WHAT TO PRODUCE:
All the entries need to be duplicated exactly, with the pictures omitted.

THE DATA:

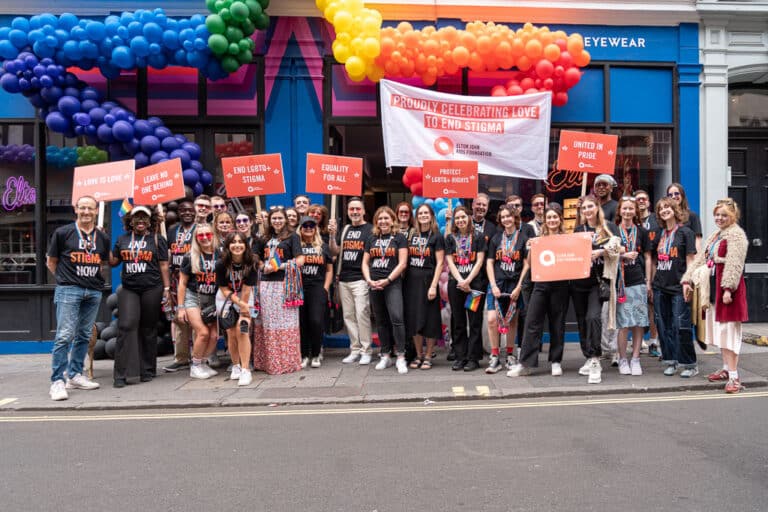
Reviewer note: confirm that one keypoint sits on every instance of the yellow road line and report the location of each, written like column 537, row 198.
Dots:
column 215, row 414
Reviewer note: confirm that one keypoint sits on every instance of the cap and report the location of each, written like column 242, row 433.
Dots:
column 607, row 178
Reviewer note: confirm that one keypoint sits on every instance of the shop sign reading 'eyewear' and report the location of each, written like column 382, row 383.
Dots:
column 253, row 175
column 450, row 178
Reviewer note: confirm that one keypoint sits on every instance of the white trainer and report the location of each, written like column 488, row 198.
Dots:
column 80, row 381
column 351, row 358
column 384, row 363
column 58, row 390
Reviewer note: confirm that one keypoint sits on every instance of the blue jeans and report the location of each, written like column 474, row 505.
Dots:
column 673, row 321
column 76, row 310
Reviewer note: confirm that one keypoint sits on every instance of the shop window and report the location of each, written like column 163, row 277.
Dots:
column 236, row 95
column 641, row 95
column 172, row 91
column 748, row 108
column 18, row 257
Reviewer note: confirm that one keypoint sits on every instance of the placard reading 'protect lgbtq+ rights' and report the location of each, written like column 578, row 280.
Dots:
column 450, row 178
column 158, row 183
column 587, row 152
column 110, row 181
column 253, row 175
column 331, row 174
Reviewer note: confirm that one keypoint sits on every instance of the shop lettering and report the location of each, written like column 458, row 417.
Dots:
column 18, row 192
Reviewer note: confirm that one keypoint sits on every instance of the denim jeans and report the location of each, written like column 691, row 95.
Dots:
column 673, row 321
column 76, row 310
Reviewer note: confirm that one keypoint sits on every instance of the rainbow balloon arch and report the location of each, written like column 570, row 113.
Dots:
column 35, row 53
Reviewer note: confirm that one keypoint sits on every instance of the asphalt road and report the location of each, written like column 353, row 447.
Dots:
column 696, row 452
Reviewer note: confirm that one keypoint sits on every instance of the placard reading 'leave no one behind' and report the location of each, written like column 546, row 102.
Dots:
column 450, row 178
column 158, row 183
column 253, row 175
column 587, row 152
column 331, row 174
column 110, row 181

ANSWER TO THIS PROBLEM:
Reviewer note: confirm that one keypoint sits on every instance of the yellow road line and report the location of each, written like column 537, row 198.
Dots:
column 215, row 414
Reviewer note: confirm that one keypoint sits on every instance of the cap and report the location of each, written like column 242, row 433.
Dots:
column 607, row 178
Reviewer note: confirm that one keypoint sits on every instance of the shop sign reading 'eyewear' and report the location of each, written like column 382, row 383.
Dots:
column 253, row 175
column 450, row 178
Reviewer note: confirm that one keypoint sits on every instance of the white trainer and report the location of each, written like column 488, row 198.
Dots:
column 80, row 381
column 351, row 358
column 384, row 363
column 58, row 390
Reviewer note: confirm that one keypoint sits on every instance of the blue jeans and report the location of each, written like column 474, row 505.
Dots:
column 673, row 321
column 76, row 310
Reviewer note: confirm that one keypoint sits on every instance of the shop window and report the location of each, written like column 163, row 277.
Dots:
column 236, row 95
column 641, row 95
column 172, row 91
column 748, row 108
column 18, row 257
Reviewer note: confirm that one keypoint sits on every instance of the placard reading 'protect lgbtq+ rights' and report the location of each, written like column 578, row 280.
Dots:
column 450, row 178
column 158, row 183
column 587, row 152
column 110, row 181
column 253, row 175
column 331, row 174
Reviewer note: confirm that one keypoint sits on every instance of the shop lettering and report the location of each, written like column 458, row 417.
Dots:
column 18, row 192
Reviewer note: confirm that one keypoint sits on every instance of the denim jeans and report the location of each, written like column 691, row 95.
Dots:
column 673, row 321
column 76, row 310
Reviewer note: confirm that one keypoint sits on every instance of the rainbow balloon arch and report the location of each, written like column 570, row 113.
Dots:
column 35, row 53
Reviewer note: confirm that one keypoint sits on every instance of the asphalt road and report the location of each, written like column 353, row 447.
Dots:
column 696, row 452
Reviewer note: confirm that one keypoint sits on every instance of the placard reading 'leave no one behind' and report the location of each, written like column 546, row 102.
Dots:
column 450, row 178
column 158, row 183
column 253, row 175
column 587, row 152
column 331, row 174
column 110, row 181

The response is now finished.